-- What to produce --
Answer these questions from the passage on vassal states below:
1. What does a vassal state give the dominant partner in exchange for protection?
2. Which two dominant states does the passage name in the post-WWII order?
3. Which country does the passage name as the most prominent vassal over which Russia is reasserting control?

-- Quoted passage --
One of the most interesting things I constantly hear is that President Trump has no grasp of history, no concept of the United States role in shaping world affairs, or the post-WWII international order. I don’t think that’s the case whatsoever. If anything, he has demonstrated a more focused understanding of those things than the talking heads on TV, or the failed diplomats who clutter the airwaves with their talking points. They prattle incessantly about a world order that has never existed anywhere except in their minds. It was the relentless pursuit of this fiction that led to many of the disastrous American foreign policy actions over the last 25 years.

Trump regards the lesser members of the western alliance (what we usually refer to as “first world nations”) as nothing more than vassal states. For those of you who don’t understand the concept (Hi, cast members of Morning Joe!), a vassal state is one that has pledged loyalty to a larger state. It receives a promise of security from external threats and financial assistance, along with a pledge of limiting interference in internal politics. In exchange, the vassal provides some military forces and pays tribute to the dominant partner.

Vassal states have existed for as long as human civilization. The Egyptians and Hittites both had clients in the Middle East even before anyone invented writing. (We know this because the earliest written tablets known to us, from both Egypt and Anatolia, describe those civilizations relationships with everyone from the Ammorites to the Sumerians). And contrary to popular myth, they did not disappear with the end of the First World War.

If you stop to think about the post-WWII order, this is exactly the scenario the world found itself in. There were two dominant states (the USA & USSR), and each had a collection of vassals. For the US, those vassals were the members of NATO, Japan, Australia, and other various small countries. The Soviets had vassal clients in the Warsaw Pact, China, Cuba and most of the Arab world. The occasional squabbles between vassals on opposing sides led to conflagrations that would involve the sponsors (the Arab-Israeli wars of the 1950’s and 60’s, or Vietnam, or the Korean War). Presidents from Truman through Bush 41 might have smiled at their allies, but they never treated them as equals. If they had, Jimmy Carter never would have been able to strong-arm Menachem Begin into the concessions needed for the Camp David Accords. Bush never would have rounded up the international force to launch Desert Storm. And so on, and so forth.

Like it or not, this is the world view that the President has. He sees Russia reasserting its control over her vassals (Ukraine, most prominently). He sees China moving to gain an equal footing as the United States, without any actual vassals (but not for lack of effort). He sees North Korea as a vassal of China, but one that is recalcitrant and one that China refuses to hold tight enough rein on.

-- Data section --
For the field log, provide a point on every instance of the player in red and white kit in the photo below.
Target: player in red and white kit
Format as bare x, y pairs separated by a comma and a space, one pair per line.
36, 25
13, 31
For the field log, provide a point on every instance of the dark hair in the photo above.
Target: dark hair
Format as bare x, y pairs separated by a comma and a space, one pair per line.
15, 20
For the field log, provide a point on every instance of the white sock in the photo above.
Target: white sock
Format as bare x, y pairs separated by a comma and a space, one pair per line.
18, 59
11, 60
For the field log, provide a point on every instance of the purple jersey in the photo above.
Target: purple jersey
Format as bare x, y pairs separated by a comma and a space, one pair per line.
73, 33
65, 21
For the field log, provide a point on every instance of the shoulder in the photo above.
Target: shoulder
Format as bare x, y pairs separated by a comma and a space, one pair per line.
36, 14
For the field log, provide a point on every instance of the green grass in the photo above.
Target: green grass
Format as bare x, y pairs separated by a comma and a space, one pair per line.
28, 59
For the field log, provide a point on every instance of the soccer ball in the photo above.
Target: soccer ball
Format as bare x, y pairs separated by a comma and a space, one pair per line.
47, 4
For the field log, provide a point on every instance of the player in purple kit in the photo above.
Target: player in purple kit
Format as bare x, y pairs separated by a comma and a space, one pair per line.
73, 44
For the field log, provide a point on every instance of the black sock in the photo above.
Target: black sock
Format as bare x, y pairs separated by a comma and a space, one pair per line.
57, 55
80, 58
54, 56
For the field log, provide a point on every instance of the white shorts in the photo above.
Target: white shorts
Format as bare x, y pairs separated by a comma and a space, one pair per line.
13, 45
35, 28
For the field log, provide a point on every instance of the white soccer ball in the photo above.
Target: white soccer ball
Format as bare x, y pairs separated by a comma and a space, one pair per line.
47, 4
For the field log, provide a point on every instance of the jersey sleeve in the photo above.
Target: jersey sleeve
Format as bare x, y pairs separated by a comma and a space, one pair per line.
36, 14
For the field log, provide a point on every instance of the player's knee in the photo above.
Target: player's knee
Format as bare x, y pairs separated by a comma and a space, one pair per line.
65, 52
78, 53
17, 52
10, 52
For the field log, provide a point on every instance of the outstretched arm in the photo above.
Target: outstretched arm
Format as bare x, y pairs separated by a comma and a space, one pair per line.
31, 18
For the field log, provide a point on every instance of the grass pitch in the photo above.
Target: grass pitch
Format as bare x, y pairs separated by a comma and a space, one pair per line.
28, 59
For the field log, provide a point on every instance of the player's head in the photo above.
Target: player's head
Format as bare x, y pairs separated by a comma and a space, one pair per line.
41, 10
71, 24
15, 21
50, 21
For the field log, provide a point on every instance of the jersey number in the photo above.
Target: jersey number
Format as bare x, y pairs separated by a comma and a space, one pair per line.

-- Solution --
1. It provides some military forces and pays tribute.
2. The USA and the USSR.
3. Ukraine.